■ **Directions for this task**
Reproduce word for word the part of the article below on December 11 in queer history that begins with the words "On this day" and ends after the words "is unmistakably queer.".

■ **Document passage**
▼
On this day in queerstory: US prepares to remove homosexuality from the DSM
By Sofia | Last Updated: Dec 1, 2025
For many LGBTQIA+ people, December is a season of contradictions — celebration entwined with reflection, joy mixed with remembrance. And December 11 has long been one of those layered days. Each year, it seems to gather a surprising number of flashpoints: political, cultural, artistic. Today’s look back moves through courtrooms, cinemas, and activist circles, tracing a pattern that is unmistakably queer.
We start in 1973, a pivotal year for the United States — and for queer people globally. On December 11, newspapers were abuzz with anticipation: the American Psychiatric Association was only two days away from voting on whether homosexuality should be removed from the Diagnostic and Statistical Manual of Mental Disorders. Activists, many of them young, radical, and unshakeably loud, had spent the year staging “zaps,” interruptions, and emotional testimonies in front of the nation’s most conservative medical institutions. Though the official decision came on December 13, it was December 11 when internal APA memos leaked to the press, signalling that change was imminent. For many queer Americans — especially gay and lesbian activists who had been labeled “sick” by the state — this was the first real sign that the psychiatric establishment might finally be cracking.
▲
■ **Data listing**
▼
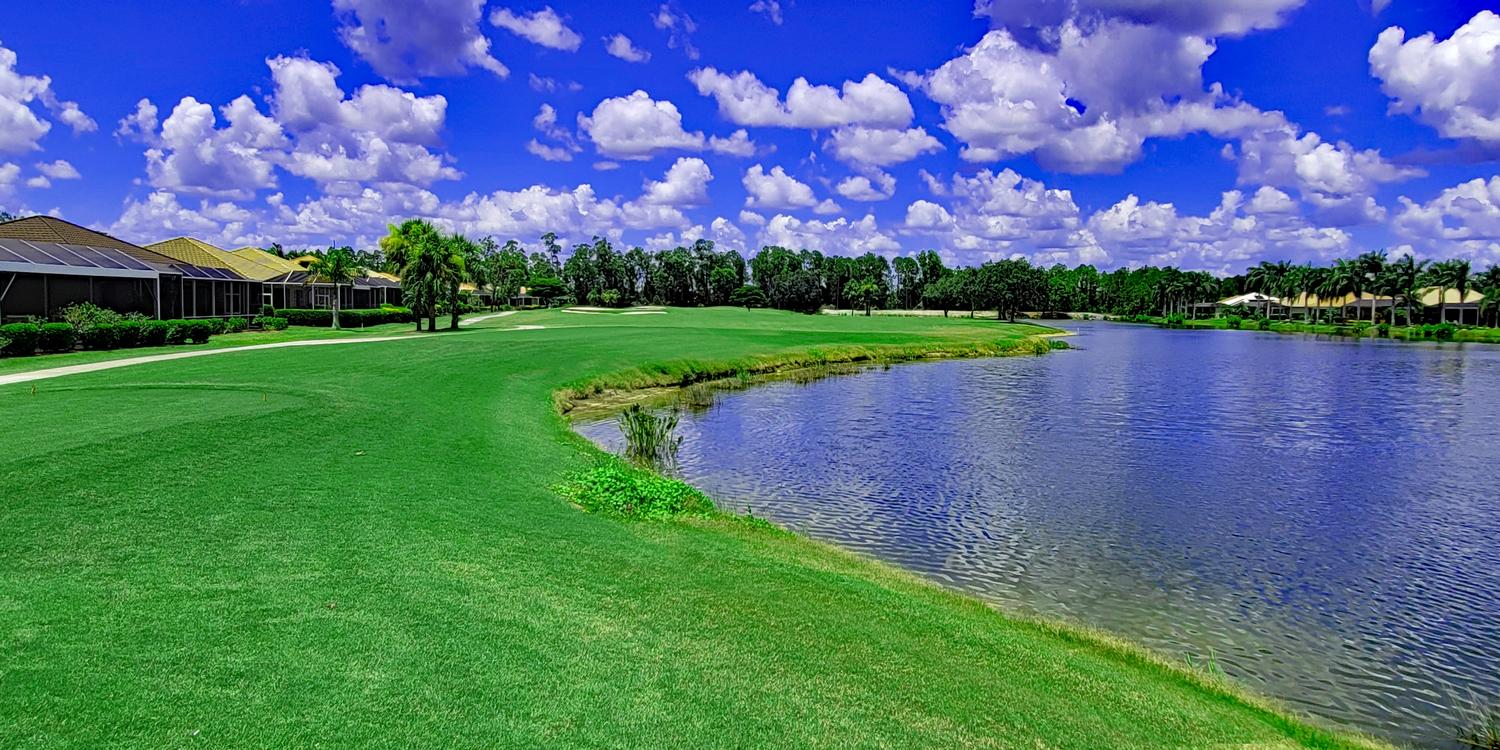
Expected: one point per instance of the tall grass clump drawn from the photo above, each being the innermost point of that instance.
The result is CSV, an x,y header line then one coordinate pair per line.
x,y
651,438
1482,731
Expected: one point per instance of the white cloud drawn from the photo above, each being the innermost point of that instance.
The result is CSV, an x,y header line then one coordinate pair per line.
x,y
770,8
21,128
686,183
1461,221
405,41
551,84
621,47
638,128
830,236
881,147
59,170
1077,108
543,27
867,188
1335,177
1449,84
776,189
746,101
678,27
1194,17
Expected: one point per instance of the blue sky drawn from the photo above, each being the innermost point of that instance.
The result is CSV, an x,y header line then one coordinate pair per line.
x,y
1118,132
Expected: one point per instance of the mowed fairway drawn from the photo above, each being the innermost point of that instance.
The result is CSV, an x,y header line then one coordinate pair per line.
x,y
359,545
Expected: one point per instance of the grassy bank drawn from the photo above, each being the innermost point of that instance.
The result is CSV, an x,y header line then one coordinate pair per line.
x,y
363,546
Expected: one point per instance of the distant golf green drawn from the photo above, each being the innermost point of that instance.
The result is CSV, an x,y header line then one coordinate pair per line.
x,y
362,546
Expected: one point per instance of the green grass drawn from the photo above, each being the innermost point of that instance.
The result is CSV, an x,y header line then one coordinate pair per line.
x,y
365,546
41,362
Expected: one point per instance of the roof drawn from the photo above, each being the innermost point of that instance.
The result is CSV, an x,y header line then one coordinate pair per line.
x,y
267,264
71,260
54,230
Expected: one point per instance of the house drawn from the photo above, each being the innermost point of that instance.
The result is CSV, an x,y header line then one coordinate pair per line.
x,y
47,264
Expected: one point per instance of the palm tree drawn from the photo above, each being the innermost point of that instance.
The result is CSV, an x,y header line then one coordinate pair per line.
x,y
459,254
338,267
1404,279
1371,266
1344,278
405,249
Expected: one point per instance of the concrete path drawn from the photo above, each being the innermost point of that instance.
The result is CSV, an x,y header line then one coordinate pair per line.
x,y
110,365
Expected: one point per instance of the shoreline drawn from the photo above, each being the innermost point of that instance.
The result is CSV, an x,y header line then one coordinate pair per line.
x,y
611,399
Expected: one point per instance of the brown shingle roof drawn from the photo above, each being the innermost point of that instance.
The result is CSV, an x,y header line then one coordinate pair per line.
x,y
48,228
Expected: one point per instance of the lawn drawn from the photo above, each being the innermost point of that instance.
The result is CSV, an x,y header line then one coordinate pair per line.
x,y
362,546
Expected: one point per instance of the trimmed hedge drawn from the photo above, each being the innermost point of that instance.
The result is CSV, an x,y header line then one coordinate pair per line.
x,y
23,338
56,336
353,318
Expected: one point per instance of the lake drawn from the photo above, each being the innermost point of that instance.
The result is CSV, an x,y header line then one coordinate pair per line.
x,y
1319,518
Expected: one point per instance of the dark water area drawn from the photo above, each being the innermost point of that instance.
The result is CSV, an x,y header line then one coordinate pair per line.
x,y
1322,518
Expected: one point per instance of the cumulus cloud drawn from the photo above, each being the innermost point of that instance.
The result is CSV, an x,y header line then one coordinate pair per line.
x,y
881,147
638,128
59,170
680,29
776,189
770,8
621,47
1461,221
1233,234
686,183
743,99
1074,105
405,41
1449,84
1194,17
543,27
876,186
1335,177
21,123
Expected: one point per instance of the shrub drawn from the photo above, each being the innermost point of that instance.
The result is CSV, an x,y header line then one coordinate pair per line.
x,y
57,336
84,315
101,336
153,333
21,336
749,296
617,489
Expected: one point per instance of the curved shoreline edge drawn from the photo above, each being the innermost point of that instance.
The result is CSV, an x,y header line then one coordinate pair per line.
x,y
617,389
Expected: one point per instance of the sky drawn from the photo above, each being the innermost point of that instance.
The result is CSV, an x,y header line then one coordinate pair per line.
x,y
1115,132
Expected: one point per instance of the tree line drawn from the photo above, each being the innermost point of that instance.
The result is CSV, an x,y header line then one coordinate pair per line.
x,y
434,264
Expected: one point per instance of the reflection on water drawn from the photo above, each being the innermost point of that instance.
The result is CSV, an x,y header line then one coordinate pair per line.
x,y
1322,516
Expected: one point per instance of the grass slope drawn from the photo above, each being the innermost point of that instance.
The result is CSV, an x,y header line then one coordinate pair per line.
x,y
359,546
▲
■ **Solution**
On this day in queerstory: US prepares to remove homosexuality from the DSM
By Sofia | Last Updated: Dec 1, 2025
For many LGBTQIA+ people, December is a season of contradictions — celebration entwined with reflection, joy mixed with remembrance. And December 11 has long been one of those layered days. Each year, it seems to gather a surprising number of flashpoints: political, cultural, artistic. Today’s look back moves through courtrooms, cinemas, and activist circles, tracing a pattern that is unmistakably queer.